_DIRECTIONS FOR THIS TASK_
Print, exactly as given, each line of the data from the line containing "bark and record integer pixel coordinates." up to and including its last line.

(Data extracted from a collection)
——————
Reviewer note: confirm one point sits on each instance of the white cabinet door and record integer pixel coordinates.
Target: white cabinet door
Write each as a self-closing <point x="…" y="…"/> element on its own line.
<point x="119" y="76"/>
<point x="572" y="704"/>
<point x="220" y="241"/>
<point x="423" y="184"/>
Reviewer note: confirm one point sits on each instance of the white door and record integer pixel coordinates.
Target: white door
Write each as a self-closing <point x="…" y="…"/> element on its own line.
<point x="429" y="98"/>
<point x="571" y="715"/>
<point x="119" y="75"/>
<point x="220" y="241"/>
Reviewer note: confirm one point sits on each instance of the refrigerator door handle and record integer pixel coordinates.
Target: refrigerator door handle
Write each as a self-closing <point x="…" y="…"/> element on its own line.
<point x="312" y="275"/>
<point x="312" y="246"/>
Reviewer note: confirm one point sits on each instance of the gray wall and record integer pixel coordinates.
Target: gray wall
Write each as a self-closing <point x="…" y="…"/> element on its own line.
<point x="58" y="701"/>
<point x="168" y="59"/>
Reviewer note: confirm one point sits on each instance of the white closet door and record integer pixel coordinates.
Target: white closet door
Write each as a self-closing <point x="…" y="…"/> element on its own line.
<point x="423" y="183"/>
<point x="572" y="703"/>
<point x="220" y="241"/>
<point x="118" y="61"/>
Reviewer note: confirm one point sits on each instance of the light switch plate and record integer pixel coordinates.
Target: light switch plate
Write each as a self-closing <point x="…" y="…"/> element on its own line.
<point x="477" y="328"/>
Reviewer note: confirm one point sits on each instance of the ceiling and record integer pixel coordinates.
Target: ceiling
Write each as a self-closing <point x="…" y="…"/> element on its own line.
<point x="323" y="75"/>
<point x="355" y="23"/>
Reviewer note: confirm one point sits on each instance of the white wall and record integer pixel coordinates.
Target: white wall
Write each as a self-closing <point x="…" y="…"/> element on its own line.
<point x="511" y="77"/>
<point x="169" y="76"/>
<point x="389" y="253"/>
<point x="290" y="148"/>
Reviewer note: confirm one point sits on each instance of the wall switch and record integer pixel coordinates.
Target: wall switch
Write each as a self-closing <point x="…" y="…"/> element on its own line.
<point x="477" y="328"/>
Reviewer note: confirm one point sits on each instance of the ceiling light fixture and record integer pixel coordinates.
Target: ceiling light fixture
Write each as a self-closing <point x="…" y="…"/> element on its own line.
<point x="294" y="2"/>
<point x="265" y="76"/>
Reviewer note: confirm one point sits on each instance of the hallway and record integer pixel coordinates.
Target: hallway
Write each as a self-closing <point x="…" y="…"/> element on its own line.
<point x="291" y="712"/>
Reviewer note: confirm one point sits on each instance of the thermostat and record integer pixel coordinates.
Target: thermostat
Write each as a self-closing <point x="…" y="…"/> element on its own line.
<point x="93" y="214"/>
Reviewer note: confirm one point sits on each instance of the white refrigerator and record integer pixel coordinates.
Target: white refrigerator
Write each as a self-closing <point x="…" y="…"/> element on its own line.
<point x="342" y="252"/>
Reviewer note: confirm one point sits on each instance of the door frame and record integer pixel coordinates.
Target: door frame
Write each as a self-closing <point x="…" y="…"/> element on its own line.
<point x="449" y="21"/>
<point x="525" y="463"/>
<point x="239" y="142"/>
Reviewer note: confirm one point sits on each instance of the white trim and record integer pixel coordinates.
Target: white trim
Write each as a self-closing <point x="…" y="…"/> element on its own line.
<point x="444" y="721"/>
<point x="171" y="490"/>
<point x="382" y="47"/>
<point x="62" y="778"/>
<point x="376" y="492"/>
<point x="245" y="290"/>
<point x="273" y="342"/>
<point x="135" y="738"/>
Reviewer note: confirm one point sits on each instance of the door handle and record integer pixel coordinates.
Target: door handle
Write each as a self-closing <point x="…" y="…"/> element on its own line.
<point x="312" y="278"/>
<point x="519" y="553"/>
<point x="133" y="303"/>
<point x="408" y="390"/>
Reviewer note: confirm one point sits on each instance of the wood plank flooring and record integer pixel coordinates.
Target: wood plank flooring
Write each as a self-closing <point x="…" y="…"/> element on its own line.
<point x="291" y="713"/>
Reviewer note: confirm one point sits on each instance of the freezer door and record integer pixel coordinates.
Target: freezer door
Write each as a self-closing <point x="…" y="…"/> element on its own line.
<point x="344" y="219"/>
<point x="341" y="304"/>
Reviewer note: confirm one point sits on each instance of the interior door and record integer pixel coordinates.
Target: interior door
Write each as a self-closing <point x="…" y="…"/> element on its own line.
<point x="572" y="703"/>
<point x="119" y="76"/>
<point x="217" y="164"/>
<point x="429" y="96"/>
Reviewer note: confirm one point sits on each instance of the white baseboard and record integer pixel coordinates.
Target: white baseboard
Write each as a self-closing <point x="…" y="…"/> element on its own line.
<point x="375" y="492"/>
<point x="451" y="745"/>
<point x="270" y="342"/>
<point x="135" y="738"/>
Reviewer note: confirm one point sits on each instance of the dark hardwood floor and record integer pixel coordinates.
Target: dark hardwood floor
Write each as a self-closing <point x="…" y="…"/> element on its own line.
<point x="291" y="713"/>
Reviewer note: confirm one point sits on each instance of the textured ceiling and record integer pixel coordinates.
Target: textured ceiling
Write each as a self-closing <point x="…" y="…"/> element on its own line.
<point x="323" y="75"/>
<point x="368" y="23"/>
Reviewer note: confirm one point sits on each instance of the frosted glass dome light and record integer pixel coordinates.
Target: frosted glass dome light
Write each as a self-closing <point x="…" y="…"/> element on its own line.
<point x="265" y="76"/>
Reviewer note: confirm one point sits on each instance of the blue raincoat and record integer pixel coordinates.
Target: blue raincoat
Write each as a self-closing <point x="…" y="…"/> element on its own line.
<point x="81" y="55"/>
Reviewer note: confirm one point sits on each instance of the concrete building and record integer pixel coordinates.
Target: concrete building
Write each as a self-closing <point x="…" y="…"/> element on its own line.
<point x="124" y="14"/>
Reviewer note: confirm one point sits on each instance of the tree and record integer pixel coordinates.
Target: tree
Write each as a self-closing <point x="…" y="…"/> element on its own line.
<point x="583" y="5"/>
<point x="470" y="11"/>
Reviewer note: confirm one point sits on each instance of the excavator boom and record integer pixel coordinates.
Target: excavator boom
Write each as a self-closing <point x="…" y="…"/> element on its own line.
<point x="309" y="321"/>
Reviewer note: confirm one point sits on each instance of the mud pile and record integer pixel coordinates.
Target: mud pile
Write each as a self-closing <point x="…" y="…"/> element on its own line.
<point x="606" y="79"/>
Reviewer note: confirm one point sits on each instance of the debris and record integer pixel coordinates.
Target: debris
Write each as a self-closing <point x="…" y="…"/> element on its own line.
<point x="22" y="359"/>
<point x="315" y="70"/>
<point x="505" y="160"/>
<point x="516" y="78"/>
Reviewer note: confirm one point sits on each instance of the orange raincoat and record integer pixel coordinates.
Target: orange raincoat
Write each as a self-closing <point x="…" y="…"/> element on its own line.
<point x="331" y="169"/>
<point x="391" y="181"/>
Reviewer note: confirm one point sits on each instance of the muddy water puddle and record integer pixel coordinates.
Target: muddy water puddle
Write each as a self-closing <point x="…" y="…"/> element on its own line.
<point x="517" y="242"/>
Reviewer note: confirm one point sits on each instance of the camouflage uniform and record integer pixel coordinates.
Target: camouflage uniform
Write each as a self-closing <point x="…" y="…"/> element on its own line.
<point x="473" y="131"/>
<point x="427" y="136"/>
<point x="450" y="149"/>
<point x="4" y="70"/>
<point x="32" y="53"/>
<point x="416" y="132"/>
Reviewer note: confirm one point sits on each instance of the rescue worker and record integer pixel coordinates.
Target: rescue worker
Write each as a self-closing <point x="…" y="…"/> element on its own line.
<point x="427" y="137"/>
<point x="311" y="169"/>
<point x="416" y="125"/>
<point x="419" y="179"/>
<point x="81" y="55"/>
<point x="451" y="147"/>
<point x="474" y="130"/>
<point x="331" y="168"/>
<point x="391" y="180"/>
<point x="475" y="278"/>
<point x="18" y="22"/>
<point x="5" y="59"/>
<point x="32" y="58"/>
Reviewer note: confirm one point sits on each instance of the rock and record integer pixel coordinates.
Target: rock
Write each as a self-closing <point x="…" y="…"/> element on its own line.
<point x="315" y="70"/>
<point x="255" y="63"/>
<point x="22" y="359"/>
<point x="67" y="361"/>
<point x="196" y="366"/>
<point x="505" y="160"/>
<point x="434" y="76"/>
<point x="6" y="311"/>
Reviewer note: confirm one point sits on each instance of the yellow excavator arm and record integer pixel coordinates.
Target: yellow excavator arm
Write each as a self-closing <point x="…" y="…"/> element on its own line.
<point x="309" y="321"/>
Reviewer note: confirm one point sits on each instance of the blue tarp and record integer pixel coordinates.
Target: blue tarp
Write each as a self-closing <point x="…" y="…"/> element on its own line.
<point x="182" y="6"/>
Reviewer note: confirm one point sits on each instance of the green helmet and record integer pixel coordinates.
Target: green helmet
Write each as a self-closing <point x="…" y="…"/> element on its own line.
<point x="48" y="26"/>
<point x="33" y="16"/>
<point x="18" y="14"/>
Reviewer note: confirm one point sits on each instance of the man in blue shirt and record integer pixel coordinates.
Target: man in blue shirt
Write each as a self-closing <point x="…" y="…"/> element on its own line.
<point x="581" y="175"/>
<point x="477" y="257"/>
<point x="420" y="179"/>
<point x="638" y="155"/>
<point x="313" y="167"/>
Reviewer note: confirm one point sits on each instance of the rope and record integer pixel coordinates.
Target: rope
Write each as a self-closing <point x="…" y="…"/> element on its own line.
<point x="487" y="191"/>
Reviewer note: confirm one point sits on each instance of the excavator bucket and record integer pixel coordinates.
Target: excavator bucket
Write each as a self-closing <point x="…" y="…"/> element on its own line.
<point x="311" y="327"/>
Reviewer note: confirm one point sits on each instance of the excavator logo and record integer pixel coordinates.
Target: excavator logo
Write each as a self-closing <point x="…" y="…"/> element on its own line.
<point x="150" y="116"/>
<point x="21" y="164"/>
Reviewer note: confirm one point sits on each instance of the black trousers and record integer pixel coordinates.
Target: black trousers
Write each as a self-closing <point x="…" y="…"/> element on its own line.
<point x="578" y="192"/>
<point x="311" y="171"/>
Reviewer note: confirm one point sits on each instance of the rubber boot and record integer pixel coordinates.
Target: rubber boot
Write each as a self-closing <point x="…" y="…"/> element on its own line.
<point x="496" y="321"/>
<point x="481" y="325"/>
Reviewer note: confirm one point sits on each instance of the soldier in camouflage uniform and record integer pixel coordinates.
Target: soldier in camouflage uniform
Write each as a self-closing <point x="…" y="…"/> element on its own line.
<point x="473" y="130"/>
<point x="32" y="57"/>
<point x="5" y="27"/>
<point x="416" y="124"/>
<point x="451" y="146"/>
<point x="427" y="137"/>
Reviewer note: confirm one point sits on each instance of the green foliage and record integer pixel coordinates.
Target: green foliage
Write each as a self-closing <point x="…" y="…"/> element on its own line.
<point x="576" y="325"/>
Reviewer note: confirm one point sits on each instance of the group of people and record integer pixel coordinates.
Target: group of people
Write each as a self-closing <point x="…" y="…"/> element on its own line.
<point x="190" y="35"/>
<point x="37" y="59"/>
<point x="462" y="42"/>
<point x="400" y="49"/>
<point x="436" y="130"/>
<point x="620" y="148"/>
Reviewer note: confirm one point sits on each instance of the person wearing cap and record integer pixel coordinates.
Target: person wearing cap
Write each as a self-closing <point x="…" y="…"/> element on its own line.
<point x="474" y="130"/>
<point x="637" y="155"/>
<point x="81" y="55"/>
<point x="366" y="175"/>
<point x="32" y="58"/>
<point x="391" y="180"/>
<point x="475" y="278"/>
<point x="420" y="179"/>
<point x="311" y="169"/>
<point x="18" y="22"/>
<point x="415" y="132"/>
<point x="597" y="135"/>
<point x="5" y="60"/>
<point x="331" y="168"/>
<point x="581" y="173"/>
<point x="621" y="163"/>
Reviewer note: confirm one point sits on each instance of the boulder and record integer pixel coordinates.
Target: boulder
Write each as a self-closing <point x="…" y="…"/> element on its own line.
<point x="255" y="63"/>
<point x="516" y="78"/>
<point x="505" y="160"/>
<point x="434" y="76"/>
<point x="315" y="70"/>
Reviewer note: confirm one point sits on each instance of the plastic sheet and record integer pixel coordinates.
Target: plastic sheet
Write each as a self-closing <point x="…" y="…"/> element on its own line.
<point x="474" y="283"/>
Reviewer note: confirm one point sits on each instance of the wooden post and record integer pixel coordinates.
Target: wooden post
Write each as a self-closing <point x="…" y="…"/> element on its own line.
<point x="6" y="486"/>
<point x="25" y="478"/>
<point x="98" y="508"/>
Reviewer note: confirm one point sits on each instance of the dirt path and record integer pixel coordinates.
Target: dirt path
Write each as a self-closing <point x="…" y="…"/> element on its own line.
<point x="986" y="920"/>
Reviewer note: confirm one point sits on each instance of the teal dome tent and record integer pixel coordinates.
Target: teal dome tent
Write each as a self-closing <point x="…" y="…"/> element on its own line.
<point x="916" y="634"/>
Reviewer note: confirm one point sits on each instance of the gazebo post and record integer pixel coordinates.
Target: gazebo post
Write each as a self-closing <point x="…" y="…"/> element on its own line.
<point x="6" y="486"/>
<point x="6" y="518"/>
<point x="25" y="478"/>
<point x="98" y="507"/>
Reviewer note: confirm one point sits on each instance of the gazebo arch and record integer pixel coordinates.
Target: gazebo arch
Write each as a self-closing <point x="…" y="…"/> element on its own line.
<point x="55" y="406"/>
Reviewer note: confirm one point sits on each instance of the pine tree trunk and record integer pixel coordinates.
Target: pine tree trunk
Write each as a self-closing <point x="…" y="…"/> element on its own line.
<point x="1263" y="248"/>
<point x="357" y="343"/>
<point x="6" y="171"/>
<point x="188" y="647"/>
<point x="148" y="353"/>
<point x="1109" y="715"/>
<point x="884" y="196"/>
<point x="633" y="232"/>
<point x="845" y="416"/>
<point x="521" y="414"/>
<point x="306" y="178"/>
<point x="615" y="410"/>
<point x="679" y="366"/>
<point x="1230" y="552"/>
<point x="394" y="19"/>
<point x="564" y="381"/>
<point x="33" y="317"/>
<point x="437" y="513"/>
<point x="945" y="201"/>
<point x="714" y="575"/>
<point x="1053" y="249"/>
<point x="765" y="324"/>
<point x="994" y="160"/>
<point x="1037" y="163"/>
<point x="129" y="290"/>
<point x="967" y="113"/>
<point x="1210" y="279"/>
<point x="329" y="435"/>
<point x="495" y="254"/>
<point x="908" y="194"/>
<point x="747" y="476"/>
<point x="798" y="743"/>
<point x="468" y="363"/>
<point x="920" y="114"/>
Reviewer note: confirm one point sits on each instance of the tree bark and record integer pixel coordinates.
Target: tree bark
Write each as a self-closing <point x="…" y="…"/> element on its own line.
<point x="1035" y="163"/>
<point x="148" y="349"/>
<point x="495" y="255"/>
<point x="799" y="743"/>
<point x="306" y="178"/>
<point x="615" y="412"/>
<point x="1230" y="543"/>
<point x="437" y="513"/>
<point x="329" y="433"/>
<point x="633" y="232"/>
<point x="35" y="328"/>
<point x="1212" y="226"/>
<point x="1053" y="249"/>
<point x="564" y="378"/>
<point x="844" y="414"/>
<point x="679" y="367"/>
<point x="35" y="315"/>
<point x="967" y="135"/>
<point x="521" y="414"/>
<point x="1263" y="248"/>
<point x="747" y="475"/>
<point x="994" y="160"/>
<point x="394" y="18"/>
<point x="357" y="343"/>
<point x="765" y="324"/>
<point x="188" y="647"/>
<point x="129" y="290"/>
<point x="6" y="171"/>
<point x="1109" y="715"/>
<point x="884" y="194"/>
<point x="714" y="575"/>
——————
_REPLY TO THE TASK_
Reviewer note: confirm one point sits on each instance of the tree bark and record integer pixel coordinates.
Target: tree bark
Write each as a self-closing <point x="…" y="…"/> element on its own line.
<point x="1035" y="163"/>
<point x="148" y="349"/>
<point x="495" y="255"/>
<point x="799" y="743"/>
<point x="306" y="178"/>
<point x="615" y="412"/>
<point x="1230" y="543"/>
<point x="437" y="513"/>
<point x="329" y="433"/>
<point x="633" y="232"/>
<point x="35" y="328"/>
<point x="1212" y="226"/>
<point x="1053" y="249"/>
<point x="564" y="378"/>
<point x="844" y="414"/>
<point x="679" y="367"/>
<point x="35" y="315"/>
<point x="967" y="135"/>
<point x="521" y="414"/>
<point x="1263" y="248"/>
<point x="747" y="475"/>
<point x="994" y="160"/>
<point x="394" y="18"/>
<point x="357" y="343"/>
<point x="765" y="324"/>
<point x="188" y="647"/>
<point x="129" y="290"/>
<point x="6" y="171"/>
<point x="1109" y="715"/>
<point x="884" y="194"/>
<point x="714" y="575"/>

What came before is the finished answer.